• About this exercise:
Look through the data below. Collect every line where the word "dark" occurs.

[Records drawn from a dataset]
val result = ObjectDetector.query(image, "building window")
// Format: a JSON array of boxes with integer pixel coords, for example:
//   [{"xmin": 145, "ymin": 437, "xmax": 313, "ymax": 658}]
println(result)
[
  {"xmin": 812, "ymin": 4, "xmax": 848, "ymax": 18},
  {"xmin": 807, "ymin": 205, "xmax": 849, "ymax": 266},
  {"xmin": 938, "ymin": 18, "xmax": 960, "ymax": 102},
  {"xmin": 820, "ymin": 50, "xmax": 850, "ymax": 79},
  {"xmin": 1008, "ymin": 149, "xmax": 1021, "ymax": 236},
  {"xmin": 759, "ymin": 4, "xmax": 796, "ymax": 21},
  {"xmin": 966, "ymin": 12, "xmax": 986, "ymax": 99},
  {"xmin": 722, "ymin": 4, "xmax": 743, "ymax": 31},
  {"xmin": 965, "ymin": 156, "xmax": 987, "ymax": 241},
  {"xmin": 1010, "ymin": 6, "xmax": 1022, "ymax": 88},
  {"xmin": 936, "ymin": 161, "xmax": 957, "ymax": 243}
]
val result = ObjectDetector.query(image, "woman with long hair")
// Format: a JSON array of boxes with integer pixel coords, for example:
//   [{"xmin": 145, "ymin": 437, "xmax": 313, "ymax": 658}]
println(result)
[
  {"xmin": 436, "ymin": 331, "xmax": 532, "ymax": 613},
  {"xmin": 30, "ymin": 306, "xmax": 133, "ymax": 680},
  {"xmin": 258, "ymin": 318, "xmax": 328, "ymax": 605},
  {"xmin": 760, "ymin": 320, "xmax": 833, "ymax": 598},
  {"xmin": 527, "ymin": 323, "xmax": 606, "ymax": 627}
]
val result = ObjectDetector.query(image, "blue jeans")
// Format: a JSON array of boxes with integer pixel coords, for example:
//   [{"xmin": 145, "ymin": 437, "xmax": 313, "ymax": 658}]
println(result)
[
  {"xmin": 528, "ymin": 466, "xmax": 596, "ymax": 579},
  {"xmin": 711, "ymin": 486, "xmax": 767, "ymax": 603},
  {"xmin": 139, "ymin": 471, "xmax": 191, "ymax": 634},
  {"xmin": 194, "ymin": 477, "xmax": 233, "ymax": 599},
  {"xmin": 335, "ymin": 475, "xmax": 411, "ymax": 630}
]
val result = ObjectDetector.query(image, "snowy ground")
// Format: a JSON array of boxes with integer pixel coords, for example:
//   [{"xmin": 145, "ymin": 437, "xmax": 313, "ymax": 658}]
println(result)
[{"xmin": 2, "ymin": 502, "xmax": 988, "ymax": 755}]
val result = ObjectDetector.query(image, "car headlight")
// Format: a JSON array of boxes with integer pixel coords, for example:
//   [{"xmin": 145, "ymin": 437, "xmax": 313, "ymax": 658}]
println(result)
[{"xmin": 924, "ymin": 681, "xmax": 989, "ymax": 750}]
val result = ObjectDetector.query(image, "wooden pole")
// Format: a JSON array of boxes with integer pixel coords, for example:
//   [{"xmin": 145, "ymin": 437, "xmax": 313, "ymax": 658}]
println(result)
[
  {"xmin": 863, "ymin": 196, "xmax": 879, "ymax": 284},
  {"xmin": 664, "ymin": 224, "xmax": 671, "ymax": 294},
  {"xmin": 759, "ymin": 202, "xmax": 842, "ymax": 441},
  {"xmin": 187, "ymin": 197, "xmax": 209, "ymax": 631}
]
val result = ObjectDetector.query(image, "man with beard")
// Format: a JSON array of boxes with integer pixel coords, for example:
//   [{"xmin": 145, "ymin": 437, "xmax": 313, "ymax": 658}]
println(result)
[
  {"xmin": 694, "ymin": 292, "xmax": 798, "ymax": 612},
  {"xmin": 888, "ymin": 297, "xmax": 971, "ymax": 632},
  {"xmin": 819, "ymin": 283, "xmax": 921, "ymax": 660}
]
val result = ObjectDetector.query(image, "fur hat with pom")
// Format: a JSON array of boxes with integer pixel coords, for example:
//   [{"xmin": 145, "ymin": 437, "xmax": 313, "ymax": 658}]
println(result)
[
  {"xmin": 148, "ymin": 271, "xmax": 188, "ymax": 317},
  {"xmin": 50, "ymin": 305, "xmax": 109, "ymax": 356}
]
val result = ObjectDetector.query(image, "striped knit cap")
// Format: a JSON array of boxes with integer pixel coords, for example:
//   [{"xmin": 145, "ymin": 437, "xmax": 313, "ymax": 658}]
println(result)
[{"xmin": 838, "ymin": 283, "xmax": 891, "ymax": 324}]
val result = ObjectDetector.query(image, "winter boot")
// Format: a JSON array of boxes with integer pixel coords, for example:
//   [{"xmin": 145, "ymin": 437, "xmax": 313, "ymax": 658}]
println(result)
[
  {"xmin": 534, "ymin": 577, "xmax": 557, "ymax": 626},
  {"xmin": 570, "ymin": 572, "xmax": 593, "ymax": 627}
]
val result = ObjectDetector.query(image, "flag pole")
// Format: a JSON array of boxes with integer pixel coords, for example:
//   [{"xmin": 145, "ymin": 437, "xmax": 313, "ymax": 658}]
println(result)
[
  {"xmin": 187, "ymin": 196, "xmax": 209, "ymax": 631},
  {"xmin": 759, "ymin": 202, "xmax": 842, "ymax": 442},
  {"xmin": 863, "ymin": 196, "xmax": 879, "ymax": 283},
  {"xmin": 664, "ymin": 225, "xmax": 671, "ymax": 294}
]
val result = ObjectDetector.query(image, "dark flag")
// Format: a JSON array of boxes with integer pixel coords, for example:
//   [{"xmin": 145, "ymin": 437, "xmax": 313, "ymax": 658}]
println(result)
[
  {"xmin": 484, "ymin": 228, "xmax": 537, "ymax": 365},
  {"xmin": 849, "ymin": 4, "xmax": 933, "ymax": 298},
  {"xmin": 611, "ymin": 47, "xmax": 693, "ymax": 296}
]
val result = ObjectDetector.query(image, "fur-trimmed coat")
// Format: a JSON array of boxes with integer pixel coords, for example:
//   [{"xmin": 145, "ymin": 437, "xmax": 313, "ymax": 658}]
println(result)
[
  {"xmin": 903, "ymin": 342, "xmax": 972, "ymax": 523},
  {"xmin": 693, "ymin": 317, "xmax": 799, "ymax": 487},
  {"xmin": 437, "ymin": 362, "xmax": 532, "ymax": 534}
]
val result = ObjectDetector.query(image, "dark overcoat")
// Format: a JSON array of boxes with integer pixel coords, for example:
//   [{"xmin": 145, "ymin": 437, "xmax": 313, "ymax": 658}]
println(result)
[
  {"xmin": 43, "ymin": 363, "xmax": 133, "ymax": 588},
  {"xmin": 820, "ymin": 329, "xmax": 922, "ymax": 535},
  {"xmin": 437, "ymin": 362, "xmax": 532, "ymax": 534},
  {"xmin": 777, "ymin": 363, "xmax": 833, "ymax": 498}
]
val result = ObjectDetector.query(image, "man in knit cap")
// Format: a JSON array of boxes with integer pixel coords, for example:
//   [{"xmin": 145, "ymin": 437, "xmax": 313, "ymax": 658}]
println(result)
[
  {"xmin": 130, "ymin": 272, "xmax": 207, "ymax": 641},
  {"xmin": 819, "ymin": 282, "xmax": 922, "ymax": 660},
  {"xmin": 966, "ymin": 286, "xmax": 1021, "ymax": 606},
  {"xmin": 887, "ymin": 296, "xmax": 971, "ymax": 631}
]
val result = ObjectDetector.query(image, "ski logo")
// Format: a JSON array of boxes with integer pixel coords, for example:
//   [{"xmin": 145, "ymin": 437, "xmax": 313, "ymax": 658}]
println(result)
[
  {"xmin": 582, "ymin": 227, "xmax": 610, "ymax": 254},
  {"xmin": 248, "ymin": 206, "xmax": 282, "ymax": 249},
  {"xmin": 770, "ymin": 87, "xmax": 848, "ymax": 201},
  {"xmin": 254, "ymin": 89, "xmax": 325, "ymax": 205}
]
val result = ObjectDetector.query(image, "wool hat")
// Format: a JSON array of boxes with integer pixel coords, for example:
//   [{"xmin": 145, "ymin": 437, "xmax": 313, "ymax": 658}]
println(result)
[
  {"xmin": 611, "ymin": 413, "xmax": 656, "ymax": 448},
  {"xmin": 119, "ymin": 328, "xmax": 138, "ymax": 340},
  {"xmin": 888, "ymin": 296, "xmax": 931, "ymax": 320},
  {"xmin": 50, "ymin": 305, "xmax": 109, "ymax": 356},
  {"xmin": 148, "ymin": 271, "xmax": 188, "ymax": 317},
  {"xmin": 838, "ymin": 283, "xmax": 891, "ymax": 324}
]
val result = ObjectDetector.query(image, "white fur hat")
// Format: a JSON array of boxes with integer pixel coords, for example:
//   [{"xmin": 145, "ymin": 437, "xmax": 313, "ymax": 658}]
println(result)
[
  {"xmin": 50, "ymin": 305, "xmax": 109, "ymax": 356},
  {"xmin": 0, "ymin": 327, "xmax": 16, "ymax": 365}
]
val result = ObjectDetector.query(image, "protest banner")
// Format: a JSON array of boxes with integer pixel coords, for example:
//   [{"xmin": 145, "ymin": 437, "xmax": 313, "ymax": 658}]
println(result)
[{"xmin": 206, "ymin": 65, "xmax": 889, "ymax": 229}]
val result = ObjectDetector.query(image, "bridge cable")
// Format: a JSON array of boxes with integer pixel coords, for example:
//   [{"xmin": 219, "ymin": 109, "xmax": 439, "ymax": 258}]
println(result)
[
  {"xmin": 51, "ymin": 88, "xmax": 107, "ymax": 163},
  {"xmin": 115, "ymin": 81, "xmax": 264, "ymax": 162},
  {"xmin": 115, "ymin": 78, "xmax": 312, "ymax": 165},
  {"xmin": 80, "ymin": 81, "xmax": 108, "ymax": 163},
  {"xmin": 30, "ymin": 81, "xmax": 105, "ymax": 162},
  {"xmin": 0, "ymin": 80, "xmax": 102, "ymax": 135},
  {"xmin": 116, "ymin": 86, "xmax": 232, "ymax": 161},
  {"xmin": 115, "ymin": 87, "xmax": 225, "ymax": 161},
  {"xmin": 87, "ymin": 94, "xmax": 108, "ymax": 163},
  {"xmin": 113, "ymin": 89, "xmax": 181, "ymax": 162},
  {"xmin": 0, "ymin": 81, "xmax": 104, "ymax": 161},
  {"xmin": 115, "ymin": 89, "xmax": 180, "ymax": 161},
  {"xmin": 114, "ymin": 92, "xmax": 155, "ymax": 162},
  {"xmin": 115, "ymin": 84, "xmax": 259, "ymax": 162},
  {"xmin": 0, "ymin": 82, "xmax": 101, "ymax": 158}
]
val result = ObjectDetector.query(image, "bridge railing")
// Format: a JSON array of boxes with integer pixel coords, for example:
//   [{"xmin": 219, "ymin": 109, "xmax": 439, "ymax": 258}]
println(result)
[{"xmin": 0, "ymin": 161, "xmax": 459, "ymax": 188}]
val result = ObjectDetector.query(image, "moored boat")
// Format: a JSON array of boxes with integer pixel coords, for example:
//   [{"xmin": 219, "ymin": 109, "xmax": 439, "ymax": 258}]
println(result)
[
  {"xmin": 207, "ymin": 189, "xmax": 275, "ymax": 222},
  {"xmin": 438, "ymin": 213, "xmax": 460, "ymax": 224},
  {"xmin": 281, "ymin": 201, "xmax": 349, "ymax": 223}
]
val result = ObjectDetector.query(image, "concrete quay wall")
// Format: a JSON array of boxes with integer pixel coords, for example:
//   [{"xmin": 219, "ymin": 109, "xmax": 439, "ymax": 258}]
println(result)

• Final answer:
val result = ObjectDetector.query(image, "dark flag")
val result = ObjectDetector.query(image, "dark overcoat")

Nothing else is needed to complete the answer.